-- Opening Marker --
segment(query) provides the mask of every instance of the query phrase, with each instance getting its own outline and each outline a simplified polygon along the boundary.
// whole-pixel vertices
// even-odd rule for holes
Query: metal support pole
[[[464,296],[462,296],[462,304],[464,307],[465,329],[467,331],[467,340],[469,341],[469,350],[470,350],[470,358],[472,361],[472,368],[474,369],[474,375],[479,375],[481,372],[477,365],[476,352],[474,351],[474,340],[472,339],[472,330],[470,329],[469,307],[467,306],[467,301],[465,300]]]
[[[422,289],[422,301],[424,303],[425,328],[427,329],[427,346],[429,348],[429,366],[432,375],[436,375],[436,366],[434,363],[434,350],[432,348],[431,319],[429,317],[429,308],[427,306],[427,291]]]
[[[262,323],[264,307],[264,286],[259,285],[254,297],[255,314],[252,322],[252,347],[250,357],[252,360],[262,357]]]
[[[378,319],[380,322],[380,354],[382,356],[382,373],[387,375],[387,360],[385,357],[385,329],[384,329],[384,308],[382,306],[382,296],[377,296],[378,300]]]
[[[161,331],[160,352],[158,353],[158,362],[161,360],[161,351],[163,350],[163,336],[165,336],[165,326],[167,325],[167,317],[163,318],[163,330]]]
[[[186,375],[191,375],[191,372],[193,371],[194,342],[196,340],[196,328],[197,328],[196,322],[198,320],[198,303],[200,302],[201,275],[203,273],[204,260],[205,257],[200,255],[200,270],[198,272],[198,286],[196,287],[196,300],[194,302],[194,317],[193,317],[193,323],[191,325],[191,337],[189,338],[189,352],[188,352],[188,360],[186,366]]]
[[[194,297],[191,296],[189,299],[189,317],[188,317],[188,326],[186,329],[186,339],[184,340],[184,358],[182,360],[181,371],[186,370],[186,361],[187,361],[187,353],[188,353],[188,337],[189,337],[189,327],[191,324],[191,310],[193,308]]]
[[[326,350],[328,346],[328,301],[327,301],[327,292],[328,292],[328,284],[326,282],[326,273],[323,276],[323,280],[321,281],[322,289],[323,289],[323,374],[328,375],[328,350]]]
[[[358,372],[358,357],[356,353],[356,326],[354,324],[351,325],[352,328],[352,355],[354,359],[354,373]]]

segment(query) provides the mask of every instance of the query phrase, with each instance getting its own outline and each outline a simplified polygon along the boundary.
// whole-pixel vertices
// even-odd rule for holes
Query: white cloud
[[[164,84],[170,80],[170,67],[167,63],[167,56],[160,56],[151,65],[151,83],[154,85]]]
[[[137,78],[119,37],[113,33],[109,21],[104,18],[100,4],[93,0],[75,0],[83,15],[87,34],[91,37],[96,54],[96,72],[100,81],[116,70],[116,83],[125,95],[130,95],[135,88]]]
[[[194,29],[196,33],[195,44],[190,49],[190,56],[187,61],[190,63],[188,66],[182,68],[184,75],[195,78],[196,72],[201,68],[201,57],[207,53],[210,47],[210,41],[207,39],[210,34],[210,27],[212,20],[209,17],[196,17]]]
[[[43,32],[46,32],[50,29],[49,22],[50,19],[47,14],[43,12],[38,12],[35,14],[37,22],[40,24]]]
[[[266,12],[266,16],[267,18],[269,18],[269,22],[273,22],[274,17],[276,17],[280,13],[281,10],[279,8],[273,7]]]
-- Closing Marker --
-- Opening Marker --
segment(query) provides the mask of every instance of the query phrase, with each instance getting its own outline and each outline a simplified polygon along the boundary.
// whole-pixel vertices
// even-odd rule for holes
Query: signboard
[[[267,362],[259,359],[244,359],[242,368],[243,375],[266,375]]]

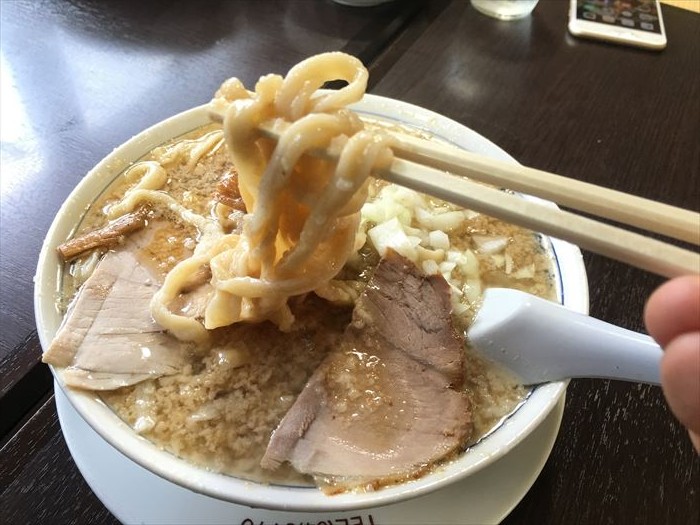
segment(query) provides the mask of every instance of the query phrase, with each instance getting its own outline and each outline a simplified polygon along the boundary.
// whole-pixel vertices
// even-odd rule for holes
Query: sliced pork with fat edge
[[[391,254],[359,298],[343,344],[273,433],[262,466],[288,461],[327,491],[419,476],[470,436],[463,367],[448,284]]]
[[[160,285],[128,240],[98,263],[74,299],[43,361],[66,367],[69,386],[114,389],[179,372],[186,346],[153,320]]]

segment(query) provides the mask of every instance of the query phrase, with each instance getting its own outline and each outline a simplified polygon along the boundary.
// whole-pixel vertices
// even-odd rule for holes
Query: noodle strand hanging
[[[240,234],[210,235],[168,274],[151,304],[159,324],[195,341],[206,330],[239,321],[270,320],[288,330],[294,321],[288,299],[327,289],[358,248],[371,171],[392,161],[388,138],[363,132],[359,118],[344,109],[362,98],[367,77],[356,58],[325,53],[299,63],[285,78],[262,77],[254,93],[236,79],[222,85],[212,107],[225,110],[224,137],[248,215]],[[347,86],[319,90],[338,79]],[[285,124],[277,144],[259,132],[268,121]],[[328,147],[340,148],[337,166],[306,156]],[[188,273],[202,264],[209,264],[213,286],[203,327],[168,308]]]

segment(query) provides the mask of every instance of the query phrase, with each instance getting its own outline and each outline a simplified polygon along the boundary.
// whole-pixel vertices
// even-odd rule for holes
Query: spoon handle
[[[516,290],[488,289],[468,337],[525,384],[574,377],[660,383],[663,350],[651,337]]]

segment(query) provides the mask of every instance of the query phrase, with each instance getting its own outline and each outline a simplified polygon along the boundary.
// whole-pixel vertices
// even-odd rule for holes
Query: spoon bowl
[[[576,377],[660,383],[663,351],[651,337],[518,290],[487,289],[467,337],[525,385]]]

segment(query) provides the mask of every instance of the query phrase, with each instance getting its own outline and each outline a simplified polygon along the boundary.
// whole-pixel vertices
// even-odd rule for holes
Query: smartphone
-- Closing Marker --
-- Opening Marker --
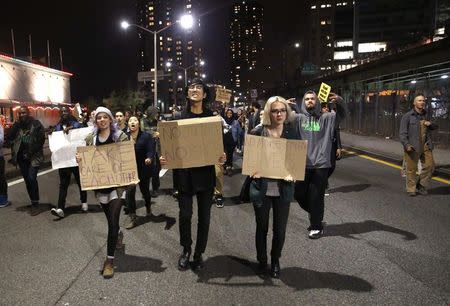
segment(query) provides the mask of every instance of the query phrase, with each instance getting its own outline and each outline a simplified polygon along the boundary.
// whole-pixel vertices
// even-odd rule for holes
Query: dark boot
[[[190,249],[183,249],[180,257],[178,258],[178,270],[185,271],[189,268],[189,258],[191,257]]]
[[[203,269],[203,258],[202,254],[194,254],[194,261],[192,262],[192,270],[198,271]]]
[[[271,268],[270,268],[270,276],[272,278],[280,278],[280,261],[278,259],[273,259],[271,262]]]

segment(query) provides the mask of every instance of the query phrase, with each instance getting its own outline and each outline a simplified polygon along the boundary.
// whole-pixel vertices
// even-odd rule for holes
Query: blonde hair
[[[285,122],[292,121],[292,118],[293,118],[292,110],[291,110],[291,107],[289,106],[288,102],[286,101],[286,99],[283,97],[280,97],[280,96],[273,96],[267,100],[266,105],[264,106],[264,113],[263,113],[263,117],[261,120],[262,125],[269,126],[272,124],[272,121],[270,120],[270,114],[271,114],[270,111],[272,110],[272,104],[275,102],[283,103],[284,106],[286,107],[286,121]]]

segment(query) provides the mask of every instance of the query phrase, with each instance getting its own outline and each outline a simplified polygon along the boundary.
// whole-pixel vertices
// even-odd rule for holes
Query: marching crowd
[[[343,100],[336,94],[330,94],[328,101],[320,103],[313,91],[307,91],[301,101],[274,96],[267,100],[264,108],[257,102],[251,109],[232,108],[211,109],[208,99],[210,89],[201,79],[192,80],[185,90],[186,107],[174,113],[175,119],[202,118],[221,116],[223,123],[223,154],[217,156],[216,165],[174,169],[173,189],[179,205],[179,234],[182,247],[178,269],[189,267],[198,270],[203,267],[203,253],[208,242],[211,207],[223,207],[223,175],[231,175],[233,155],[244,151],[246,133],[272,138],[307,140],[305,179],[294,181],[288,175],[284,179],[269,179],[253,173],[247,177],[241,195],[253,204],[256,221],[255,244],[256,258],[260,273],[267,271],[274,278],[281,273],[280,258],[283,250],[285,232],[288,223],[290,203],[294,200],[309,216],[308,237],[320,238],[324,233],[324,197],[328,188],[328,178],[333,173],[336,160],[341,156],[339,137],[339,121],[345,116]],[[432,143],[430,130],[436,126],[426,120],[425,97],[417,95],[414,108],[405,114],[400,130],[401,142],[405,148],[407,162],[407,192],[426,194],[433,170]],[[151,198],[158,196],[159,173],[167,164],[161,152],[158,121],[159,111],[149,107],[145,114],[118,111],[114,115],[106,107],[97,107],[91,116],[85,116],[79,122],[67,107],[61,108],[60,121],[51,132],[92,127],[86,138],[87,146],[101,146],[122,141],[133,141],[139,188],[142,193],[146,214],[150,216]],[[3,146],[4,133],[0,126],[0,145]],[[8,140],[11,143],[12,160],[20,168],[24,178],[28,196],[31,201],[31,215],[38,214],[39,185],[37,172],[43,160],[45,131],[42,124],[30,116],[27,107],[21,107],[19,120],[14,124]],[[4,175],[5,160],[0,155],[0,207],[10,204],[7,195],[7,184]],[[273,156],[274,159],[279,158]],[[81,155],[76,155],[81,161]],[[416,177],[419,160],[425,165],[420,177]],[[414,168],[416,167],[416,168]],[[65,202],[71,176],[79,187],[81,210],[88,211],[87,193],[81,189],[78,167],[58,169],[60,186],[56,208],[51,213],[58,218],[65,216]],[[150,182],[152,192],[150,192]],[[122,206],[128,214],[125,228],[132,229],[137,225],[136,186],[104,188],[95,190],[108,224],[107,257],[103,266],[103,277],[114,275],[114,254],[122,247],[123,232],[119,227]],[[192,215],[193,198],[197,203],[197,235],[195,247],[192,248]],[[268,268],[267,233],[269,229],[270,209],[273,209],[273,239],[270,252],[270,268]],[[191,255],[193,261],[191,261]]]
-- Closing Marker --
WHAT YOU SHOULD DO:
Working from the material above, retype exactly the lines from the one with "Query: spoon handle" through the one with "Query: smartphone", both included, and only those lines.

ANSWER SECTION:
Query: spoon handle
[[[516,290],[488,289],[468,337],[525,384],[574,377],[660,383],[663,350],[651,337]]]

segment(query) provides the mask of every instance of the query phrase, with each instance getting its own outline and each outline a simplified polygon along the boundary.
// whole-pixel vertices
// even-odd rule for holes
Query: spoon bowl
[[[576,377],[660,383],[663,351],[651,337],[518,290],[487,289],[467,337],[525,385]]]

segment(query) provides the mask of every instance of the query phrase, with each instance getting its own outline and each outline a simplified polygon along the boundary.
// whole-pixel vertices
// even-odd rule for holes
Query: smartphone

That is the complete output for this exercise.